> [GIVEN REQUEST]
Images must not appear in your copy; reproduce every other part of the records exactly.

==== AVAILABLE DATA ====

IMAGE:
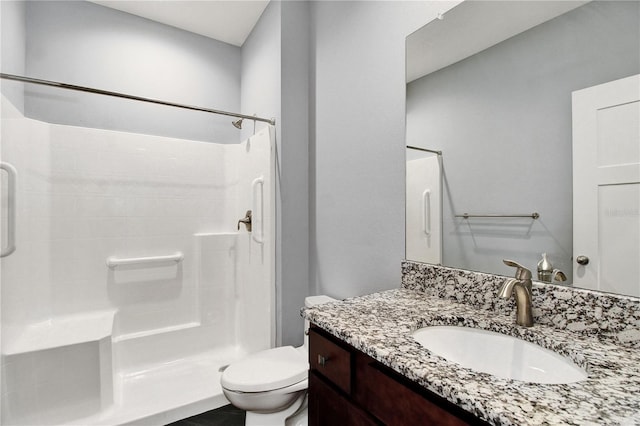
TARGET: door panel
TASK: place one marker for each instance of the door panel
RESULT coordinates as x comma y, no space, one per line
606,186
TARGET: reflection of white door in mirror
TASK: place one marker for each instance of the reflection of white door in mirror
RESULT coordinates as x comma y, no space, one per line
423,207
606,186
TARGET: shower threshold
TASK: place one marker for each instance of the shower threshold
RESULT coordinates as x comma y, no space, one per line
167,392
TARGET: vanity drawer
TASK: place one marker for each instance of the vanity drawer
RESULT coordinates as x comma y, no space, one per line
383,394
330,360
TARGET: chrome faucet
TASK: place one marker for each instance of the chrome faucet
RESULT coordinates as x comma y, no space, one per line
522,286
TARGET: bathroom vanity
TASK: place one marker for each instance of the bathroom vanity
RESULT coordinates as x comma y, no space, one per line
348,387
366,368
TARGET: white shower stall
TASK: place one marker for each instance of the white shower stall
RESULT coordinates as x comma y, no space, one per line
132,282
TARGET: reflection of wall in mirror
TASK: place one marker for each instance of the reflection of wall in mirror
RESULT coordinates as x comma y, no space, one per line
423,221
503,118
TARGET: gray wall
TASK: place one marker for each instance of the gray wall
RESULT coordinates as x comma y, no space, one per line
85,44
357,143
12,48
503,121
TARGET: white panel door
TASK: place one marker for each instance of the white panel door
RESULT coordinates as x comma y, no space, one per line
423,218
606,186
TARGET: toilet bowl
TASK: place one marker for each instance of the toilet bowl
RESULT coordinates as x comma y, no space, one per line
271,385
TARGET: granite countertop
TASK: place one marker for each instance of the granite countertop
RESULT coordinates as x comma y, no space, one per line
381,324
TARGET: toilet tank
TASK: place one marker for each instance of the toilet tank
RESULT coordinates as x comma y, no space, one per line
309,302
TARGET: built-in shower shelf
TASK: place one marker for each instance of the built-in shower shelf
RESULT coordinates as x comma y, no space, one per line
57,332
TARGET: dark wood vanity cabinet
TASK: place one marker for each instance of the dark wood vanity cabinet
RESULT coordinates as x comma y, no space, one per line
349,388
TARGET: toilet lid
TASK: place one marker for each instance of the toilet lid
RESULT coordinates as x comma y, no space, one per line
266,370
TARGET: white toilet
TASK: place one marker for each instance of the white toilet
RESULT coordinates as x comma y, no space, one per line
271,385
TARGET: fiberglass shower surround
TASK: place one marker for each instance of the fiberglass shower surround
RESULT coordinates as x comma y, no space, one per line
130,286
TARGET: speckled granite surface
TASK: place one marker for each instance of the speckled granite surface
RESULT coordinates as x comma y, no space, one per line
588,312
380,325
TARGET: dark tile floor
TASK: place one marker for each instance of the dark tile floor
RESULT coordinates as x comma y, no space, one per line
223,416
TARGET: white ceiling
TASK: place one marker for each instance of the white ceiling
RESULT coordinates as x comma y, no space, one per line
230,21
473,26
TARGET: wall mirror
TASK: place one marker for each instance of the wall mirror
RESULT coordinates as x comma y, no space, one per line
502,89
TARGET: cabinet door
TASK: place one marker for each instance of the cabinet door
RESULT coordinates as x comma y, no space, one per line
329,408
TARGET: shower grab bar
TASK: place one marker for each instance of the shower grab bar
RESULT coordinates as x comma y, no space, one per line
254,192
426,212
113,261
11,209
534,215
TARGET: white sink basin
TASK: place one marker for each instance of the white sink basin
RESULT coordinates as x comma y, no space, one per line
498,354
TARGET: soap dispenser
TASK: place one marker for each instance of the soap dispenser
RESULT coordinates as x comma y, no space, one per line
545,269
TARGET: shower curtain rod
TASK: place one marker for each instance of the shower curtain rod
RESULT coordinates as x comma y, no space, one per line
425,149
23,79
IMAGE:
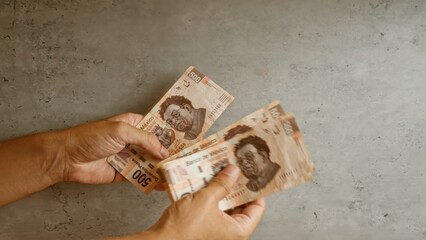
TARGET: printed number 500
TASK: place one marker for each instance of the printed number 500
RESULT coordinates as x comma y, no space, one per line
141,178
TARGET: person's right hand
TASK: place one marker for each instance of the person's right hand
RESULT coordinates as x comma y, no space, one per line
197,216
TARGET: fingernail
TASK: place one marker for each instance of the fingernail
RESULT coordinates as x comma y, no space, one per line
164,152
231,170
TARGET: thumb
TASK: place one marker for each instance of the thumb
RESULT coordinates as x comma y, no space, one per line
222,184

====

> [CORRECT OUTPUT]
IMAGE:
TARGET: door panel
TASK: place one marker for each instance of the door panel
RESULT coordinates as x comma y, no space, one per line
606,186
TARGET: reflection of white door in mirror
TASK: place one marker for each instance of the reflection of white door in mirror
RESULT coordinates as x comma y, no space, one per line
423,207
606,186
TARGET: shower threshold
TASK: place one marker for each instance of the shower threshold
RESULT coordinates as x comma y, no space, one per line
167,392
TARGET: vanity drawer
TASK: place one marker for each instance of the vanity drawer
RESULT coordinates as x comma y, no space, one per line
383,394
330,360
TARGET: chrome faucet
TASK: place one marker for each instance of the chrome faucet
RESULT coordinates as x comma y, no space, one per line
522,286
TARGET: bathroom vanity
TASK: place one marker for each instance of the bathroom vanity
RESULT coordinates as x comma y, no space, one per line
348,387
366,368
TARGET: white shower stall
TASK: place one marker for each instance of the white shower stall
RESULT coordinates as x comma y, no space, one per line
132,282
TARGET: reflection of wall in mirror
TASK: place one marker for each instance of the reflection of wall in mirror
RESULT coordinates as x comma y, no space, one per line
423,221
503,118
TARGET: gray wall
TASK: place one marker for each instance of the gray wall
RESULT coordinates as x comma y, no space, one per line
85,44
357,143
12,48
503,121
TARGET: white panel door
TASK: place one marker for each instance of the white panel door
RESULT coordinates as x comma y, no space, one per line
423,218
606,186
TARGET: toilet bowl
TASK: place one marker for each instance of the toilet bowl
RESULT coordinates as x comma y, no space, one per line
271,385
TARGET: granite countertop
TASK: place one marker for each instance of the granite countertop
RESULT coordinates as x comma y, no space, one per line
381,324
TARGET: toilet tank
TASK: place one marker for each instance of the toilet tank
RESULT coordinates as x comma y, no space, one per line
309,302
TARGET: built-in shower shelf
TASK: place one marker for each instance of the built-in shower shelf
RESULT coordinates as x comma y, no space, one per line
57,332
TARGET: dark wood vanity cabinet
TASK: place one marker for each instance of the dark wood vanity cabinet
RESULT coordinates as x comma y, no space, one per line
349,388
TARGET: toilet lid
TASK: place one marker for each instance of the toilet lid
RESULT coordinates as x comma y, no space, one per line
266,370
TARGET: white toilet
TASK: place one marker for each instance of the white toilet
RESULT coordinates as x comma y, no space, one per line
271,385
TARGET: fiberglass shower surround
TASK: place one marker for each instance of the fiberglass shower surround
RESULT coordinates as x comma y, no space, one per line
130,286
TARGET: speckled granite surface
TASK: place one marker for each instance of the speckled granite surface
RESULT coordinates as x comma y, no space, one per line
588,312
380,325
TARGET: dark tile floor
TASK: place one marker for each instance of the dark tile floor
RESULT coordinates as x comma y, no space, one per line
223,416
TARGET: white ceiling
TASK: place one marker for each instance of the white ceiling
RESULT coordinates as x comma y, no space, one per line
230,21
473,26
TARGET: wall mirror
TASK: place one marker for each instance of the wall mirror
RESULT coordinates as x comma y, no space, one per line
502,89
TARGET: cabinet door
TASK: place one marker for each instance of the cabinet door
RESULT coordinates as x comma y, no space, one per line
329,408
TARGET: shower grab bar
TASK: place one marker for each instance of the shower grab bar
RESULT coordinates as x comma y, no space, one per line
254,192
426,212
113,261
11,209
534,215
TARGET: white sink basin
TASK: place one marker for each instance of the white sink basin
RESULT coordinates as x comma y, no space, one per line
498,354
TARGET: soap dispenser
TASK: place one marker for each instance of the soap dispenser
RESULT coordinates as x comma y, no space, one per line
545,269
TARGET: shower curtain rod
TASK: place one marker for each instance of the shower curtain rod
RESULT coordinates as x comma y, no space, one per line
425,149
23,79
IMAGE:
TARGET: printed number 500
TASK: place one marker for each instance of the printed number 500
RESULT coordinates as x comma y, no space, one per line
141,178
TARGET: person's right hand
TASK: place one marker for each instance of the person's right hand
RESULT coordinates as x comma y, no space, one per line
197,216
TARGET: fingernail
TASK: place one marker for each instance of the fingernail
RESULT coordinates as x comma y, no space, one per line
164,152
231,170
TARGET: thumb
TASK: place one marker for each instance of the thumb
RESULT coordinates as x comma y, no space, one per line
222,184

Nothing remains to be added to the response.